Material shown START

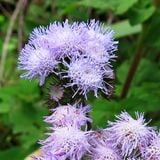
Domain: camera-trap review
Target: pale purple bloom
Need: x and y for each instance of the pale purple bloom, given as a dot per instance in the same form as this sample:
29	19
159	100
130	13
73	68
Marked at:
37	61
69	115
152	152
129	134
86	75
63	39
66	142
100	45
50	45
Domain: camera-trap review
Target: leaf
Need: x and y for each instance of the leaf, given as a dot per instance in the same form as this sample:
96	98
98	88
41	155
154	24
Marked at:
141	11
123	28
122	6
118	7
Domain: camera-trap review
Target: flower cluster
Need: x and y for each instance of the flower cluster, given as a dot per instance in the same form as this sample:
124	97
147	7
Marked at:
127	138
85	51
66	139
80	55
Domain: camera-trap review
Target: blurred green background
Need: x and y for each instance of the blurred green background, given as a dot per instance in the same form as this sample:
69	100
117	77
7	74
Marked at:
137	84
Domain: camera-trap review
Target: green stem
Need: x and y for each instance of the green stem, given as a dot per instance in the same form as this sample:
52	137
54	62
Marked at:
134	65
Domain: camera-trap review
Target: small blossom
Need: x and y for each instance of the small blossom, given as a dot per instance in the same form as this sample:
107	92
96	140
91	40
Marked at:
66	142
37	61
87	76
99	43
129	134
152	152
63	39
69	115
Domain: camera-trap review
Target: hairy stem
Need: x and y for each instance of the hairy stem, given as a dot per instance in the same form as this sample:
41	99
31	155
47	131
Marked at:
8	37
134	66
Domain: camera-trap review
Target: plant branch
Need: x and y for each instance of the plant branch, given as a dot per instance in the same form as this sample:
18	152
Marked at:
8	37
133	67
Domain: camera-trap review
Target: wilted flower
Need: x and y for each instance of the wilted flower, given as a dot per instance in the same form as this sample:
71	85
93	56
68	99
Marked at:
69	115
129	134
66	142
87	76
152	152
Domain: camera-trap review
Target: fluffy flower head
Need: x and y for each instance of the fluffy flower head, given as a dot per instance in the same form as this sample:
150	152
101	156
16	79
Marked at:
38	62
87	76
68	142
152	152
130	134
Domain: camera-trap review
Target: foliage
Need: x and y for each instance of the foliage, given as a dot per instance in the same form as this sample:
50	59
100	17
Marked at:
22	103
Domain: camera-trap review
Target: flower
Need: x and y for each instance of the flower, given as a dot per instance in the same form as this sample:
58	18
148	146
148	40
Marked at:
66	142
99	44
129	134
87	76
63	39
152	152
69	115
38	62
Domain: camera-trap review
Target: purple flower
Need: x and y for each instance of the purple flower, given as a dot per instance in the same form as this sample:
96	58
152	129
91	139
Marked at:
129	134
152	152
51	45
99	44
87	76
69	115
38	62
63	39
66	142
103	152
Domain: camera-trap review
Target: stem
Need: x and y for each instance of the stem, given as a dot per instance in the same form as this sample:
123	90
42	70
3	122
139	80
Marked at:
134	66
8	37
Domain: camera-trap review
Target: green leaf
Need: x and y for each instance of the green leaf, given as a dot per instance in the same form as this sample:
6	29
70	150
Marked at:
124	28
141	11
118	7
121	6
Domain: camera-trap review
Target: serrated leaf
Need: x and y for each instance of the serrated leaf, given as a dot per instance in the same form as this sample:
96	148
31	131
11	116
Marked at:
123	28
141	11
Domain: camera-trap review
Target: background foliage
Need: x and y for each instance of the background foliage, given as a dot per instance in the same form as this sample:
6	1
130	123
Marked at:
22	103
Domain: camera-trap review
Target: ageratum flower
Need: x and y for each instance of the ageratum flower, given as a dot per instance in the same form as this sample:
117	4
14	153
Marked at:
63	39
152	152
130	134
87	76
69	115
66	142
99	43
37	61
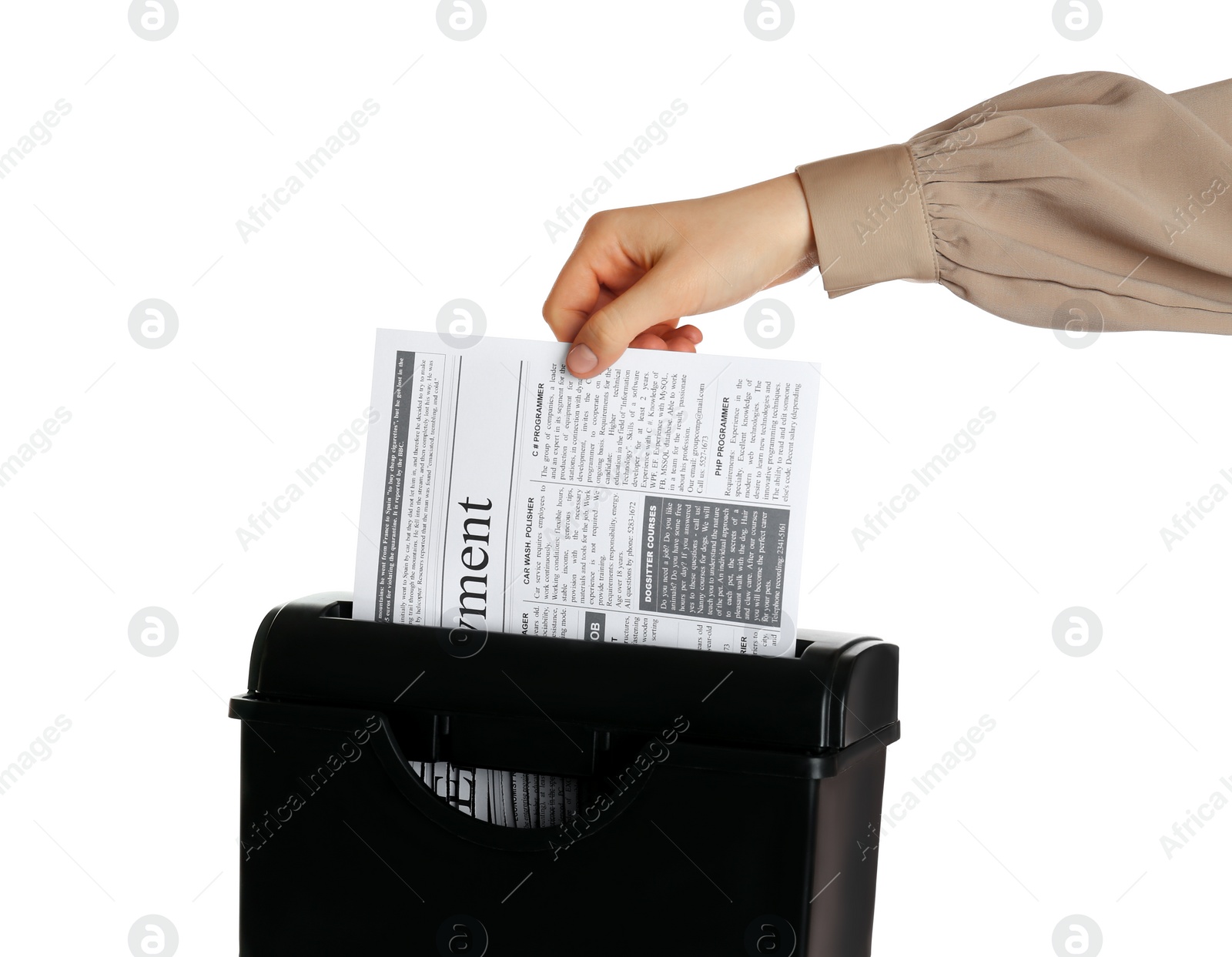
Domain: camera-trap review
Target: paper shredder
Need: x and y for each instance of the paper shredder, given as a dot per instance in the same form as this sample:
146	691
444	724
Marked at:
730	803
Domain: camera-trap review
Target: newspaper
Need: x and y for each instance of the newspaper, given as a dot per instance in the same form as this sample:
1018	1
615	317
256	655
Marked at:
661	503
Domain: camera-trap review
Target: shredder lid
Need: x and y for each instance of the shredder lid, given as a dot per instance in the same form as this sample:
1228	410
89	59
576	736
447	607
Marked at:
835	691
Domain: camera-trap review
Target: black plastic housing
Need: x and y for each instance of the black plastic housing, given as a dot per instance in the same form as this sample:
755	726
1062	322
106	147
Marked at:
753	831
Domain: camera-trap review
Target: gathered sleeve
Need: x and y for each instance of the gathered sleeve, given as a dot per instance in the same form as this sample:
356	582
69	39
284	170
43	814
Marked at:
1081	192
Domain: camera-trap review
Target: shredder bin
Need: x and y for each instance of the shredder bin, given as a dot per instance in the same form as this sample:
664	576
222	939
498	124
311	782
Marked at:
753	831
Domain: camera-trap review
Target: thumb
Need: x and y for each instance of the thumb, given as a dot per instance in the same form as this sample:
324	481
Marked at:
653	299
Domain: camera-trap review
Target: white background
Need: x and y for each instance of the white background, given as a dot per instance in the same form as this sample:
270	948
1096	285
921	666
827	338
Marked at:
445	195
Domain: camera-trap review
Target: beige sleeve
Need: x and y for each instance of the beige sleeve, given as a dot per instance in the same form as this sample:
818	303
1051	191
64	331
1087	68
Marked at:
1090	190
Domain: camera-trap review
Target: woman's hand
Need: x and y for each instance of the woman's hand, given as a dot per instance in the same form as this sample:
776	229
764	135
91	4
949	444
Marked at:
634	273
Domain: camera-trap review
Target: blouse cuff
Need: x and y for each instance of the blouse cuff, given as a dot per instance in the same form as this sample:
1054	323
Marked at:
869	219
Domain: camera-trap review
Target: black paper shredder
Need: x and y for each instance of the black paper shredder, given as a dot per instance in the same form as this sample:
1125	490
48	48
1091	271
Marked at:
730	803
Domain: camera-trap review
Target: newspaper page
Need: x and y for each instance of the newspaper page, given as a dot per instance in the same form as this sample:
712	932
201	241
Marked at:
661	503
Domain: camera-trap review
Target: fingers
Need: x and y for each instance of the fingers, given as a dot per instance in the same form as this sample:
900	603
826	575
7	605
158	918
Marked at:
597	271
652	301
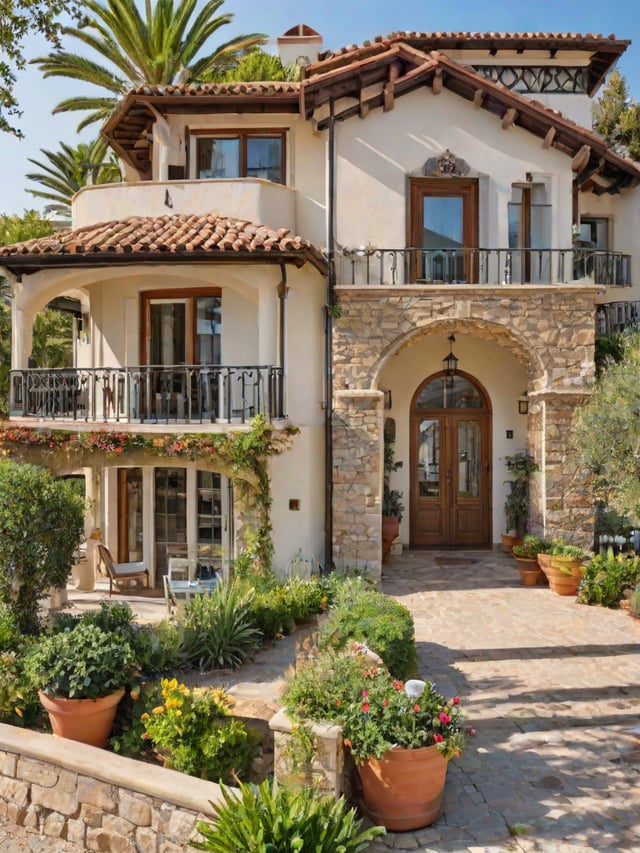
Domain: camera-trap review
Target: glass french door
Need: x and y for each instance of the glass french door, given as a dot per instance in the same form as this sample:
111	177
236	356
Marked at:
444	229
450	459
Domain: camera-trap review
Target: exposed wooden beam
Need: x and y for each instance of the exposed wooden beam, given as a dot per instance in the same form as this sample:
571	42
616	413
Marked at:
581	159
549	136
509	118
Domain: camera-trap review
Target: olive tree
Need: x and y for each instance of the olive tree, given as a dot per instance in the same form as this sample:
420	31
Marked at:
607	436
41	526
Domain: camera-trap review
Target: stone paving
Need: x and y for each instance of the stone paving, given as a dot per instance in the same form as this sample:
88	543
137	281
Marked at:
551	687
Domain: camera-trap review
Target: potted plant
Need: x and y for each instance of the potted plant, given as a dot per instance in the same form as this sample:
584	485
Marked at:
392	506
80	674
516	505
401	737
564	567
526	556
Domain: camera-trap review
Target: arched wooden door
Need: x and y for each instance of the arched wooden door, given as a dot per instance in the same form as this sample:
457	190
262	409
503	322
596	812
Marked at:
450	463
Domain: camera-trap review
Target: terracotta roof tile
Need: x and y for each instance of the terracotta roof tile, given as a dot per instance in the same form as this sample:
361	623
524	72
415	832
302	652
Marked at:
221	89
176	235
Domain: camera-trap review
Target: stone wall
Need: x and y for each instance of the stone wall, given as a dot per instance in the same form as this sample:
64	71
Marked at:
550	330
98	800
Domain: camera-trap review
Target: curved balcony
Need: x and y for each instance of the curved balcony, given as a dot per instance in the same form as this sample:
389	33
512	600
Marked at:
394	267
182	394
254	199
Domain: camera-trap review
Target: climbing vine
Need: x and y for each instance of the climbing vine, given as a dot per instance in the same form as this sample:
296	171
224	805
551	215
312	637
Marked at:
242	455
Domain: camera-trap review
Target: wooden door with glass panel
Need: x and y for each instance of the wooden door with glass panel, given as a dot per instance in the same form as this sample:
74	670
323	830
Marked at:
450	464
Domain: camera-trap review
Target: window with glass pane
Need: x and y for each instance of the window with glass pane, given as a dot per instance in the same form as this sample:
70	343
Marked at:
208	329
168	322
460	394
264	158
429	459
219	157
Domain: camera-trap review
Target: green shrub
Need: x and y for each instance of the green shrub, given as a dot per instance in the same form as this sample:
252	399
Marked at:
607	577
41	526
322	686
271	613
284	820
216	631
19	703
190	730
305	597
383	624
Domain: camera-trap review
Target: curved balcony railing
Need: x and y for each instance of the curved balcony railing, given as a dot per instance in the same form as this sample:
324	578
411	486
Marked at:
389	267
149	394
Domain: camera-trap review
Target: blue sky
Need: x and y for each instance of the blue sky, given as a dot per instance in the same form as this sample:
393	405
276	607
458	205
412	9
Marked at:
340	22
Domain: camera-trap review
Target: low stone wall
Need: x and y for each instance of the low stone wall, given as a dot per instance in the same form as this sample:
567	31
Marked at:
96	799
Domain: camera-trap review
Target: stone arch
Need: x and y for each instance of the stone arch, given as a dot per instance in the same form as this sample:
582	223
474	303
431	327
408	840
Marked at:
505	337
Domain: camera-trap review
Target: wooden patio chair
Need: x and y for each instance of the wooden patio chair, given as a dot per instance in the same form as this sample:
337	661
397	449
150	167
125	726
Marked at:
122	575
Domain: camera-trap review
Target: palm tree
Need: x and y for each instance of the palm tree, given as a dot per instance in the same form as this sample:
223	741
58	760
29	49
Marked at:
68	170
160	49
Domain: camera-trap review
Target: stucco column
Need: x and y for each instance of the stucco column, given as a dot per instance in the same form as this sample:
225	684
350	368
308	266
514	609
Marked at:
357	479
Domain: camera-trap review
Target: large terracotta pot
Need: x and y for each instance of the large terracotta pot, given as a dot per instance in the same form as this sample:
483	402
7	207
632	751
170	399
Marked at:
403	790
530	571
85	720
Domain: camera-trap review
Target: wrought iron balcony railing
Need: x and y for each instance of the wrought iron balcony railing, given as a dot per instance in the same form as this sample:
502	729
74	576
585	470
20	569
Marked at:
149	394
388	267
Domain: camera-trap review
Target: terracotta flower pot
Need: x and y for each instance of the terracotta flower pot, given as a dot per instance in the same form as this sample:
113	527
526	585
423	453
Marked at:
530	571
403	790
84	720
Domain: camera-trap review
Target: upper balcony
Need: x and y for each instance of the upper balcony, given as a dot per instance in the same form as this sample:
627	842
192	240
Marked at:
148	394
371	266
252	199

Material shown END

* [How to complete this task]
Only lines belong in the copy, not pictures: write out exactly the lines of the records from the first through the one holding "Need: x and y for each instance of the leaf, given".

* [Answer]
Domain: camera-trap review
Target: pale purple bloom
Need: x and y for each instance of the pale purple bloom, given as a dot per instance in the same form as this sample:
29	19
159	100
130	13
73	68
Marked at:
37	61
69	115
152	152
129	134
86	75
63	39
66	142
100	45
50	45
Domain: camera-trap review
Target: leaf
Need: x and y for each instance of the leaf, given as a dot per instance in the same form as this sample:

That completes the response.